WHAT IS ASKED:
Return every line in the rows below that contains the string "green", matching its case exactly.

INFORMATION PROVIDED:
▬▬▬▬▬▬

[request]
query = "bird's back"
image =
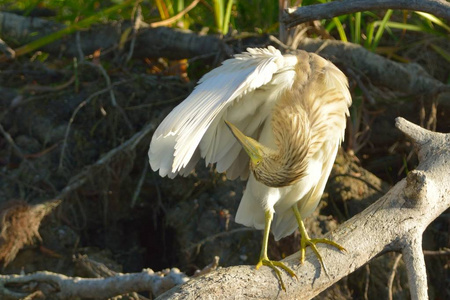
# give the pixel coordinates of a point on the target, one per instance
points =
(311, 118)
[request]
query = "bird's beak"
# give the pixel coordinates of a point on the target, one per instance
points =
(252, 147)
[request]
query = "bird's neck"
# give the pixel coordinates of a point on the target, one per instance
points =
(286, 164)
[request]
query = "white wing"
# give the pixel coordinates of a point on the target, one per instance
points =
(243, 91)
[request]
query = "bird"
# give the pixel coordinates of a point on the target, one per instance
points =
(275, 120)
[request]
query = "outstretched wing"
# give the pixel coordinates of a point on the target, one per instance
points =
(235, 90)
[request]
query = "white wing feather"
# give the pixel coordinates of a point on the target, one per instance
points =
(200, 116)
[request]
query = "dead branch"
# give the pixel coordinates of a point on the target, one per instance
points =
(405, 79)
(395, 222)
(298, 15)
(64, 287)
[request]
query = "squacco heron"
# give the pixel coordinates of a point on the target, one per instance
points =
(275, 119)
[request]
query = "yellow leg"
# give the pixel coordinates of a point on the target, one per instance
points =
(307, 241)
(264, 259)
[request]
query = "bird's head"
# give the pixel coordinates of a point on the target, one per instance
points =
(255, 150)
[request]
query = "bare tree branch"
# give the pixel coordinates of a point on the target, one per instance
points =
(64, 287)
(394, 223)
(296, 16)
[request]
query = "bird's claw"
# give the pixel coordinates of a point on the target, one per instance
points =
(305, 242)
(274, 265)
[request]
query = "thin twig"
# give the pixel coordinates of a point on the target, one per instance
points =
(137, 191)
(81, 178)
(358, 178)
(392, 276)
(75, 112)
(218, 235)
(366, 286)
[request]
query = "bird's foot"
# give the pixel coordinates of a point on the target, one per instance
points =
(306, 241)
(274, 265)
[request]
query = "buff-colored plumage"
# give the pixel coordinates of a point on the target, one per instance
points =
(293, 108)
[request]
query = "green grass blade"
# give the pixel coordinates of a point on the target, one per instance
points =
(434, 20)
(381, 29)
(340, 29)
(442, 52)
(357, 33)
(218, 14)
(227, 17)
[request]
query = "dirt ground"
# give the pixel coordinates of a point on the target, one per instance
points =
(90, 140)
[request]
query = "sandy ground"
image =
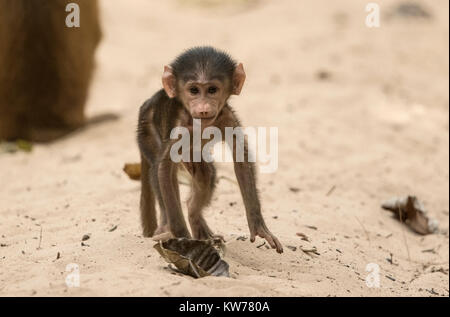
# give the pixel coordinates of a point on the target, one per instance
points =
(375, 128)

▬▬▬▬▬▬

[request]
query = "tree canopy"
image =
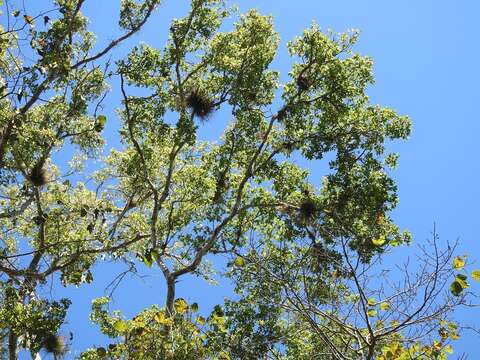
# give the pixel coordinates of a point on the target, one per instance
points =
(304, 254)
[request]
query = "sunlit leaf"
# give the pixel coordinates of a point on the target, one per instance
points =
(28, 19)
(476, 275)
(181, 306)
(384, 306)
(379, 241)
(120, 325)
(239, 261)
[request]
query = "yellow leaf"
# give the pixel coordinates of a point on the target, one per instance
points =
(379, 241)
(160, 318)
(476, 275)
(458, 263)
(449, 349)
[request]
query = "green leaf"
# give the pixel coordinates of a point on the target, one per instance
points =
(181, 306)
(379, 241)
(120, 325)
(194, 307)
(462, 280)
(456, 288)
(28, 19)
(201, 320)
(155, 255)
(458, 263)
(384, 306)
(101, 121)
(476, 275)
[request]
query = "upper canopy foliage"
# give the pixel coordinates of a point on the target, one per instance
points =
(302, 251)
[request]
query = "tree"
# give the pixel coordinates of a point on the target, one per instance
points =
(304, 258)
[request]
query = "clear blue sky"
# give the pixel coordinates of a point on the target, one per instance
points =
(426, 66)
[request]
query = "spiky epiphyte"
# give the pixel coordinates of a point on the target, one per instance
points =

▬▬▬▬▬▬

EXPECTED ANSWER:
query = "green grass blade"
query = "green leaf"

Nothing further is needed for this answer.